### [Stated goal]
Each line from the one that contains "Provide the outline of each instance of the **window**." to the end of the material must be quoted exactly; include both end lines and nothing else.

### [Dataset rows]
****************

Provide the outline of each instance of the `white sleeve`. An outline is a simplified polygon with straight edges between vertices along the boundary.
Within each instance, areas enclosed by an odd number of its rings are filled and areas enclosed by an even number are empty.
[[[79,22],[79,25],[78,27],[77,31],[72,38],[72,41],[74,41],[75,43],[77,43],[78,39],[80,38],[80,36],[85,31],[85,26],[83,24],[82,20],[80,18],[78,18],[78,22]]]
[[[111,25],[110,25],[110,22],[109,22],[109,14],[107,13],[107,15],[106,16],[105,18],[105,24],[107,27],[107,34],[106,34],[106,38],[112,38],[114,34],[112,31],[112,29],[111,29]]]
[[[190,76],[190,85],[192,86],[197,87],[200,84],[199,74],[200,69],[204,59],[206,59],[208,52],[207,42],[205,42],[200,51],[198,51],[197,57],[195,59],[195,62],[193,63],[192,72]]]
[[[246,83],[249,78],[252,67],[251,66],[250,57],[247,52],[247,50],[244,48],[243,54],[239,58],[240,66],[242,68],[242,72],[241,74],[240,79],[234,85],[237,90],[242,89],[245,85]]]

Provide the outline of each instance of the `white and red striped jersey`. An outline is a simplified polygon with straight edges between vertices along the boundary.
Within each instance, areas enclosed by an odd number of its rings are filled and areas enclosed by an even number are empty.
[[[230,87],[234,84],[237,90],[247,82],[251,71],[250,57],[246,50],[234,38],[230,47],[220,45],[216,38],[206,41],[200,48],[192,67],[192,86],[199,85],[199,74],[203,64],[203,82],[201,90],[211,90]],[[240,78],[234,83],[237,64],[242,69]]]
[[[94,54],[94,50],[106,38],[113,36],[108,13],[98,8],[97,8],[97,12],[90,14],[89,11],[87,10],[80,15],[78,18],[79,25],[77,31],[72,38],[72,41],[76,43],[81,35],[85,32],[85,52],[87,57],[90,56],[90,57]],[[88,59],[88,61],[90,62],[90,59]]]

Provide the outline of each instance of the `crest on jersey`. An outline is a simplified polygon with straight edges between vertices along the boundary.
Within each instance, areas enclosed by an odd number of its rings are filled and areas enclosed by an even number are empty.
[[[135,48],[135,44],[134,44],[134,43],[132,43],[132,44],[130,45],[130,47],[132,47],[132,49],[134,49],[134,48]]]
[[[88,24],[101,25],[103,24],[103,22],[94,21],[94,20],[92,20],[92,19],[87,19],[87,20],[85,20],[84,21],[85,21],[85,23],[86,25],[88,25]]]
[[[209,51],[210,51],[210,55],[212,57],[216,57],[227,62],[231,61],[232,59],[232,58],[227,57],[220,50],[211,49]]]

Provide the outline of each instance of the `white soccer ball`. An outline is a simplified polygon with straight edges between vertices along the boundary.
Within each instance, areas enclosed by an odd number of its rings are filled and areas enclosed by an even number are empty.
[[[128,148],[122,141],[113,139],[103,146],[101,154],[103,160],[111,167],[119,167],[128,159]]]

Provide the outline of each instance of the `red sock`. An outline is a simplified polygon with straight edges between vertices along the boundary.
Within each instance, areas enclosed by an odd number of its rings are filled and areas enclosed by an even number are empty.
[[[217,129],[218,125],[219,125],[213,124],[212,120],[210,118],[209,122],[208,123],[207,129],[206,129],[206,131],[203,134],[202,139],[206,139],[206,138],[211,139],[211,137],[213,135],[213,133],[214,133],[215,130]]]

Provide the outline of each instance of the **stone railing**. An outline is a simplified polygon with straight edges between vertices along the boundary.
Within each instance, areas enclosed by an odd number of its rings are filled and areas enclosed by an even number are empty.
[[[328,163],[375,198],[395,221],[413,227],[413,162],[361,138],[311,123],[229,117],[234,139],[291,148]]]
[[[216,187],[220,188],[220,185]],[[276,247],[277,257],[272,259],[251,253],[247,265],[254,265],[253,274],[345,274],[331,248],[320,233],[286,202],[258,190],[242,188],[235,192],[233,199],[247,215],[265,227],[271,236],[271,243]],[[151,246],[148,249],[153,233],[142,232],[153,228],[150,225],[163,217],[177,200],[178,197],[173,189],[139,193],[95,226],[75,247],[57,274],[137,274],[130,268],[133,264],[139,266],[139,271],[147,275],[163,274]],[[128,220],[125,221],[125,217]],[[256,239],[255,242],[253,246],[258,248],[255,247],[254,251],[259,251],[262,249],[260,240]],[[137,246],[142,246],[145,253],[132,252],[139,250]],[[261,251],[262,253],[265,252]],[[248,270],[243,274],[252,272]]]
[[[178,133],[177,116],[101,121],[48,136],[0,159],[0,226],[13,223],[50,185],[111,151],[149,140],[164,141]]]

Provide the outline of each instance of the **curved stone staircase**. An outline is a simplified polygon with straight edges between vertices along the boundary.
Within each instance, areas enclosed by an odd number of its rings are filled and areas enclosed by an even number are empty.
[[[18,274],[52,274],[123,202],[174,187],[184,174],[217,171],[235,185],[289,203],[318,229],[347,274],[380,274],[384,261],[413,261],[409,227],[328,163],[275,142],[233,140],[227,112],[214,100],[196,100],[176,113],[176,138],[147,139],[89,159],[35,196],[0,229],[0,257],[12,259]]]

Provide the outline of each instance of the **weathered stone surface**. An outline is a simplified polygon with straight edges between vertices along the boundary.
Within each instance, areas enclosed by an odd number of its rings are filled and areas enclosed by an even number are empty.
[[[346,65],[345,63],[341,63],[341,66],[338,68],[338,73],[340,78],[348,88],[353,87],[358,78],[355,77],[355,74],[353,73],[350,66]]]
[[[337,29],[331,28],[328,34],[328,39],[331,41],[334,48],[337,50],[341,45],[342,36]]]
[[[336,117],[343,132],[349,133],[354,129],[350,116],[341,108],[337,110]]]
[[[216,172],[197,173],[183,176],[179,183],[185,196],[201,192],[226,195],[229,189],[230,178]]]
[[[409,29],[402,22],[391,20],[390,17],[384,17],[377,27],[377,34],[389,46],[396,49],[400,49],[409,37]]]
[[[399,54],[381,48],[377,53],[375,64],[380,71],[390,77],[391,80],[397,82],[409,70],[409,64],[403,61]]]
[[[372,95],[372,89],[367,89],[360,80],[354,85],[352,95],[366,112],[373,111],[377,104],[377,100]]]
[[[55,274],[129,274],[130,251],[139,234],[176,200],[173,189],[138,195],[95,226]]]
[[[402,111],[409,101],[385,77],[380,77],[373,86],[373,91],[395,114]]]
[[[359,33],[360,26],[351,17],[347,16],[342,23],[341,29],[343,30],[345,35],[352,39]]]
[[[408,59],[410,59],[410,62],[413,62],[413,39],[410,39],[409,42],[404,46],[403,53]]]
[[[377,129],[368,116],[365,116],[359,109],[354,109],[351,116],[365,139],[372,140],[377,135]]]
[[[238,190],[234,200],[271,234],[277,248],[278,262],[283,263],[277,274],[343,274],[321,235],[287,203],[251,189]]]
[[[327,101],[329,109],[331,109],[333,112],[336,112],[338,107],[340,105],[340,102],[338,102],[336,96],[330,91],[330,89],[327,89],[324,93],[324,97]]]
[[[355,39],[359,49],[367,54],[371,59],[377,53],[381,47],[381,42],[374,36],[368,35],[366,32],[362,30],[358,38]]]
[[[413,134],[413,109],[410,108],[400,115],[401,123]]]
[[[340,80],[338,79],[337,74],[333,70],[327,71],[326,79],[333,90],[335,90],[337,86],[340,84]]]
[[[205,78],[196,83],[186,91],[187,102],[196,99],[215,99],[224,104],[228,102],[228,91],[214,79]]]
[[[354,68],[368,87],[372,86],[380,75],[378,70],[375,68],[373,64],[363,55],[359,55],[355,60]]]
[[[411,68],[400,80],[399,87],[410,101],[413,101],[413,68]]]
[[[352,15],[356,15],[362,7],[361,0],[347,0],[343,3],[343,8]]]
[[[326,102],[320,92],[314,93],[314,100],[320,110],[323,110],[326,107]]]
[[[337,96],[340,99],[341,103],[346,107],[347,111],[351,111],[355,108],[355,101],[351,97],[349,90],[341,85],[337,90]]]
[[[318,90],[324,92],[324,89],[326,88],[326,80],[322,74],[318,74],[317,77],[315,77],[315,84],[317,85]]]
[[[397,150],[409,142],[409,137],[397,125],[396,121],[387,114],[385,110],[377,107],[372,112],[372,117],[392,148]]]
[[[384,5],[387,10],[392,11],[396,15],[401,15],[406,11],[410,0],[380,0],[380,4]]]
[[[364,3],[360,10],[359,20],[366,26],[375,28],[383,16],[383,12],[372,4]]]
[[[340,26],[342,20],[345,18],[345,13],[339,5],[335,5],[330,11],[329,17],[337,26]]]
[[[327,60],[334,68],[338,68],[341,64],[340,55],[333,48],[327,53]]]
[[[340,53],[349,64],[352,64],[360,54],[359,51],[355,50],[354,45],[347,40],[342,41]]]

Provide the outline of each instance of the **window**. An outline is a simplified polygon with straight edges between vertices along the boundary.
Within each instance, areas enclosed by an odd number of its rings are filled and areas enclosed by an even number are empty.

****************

### [Answer to the problem]
Provide the outline of each instance of the **window**. An outline is a simplified polygon with straight edges between vertices along the boundary.
Within each instance, areas enclosed by an odd number of its rings are filled and areas enclosed by an even number are empty.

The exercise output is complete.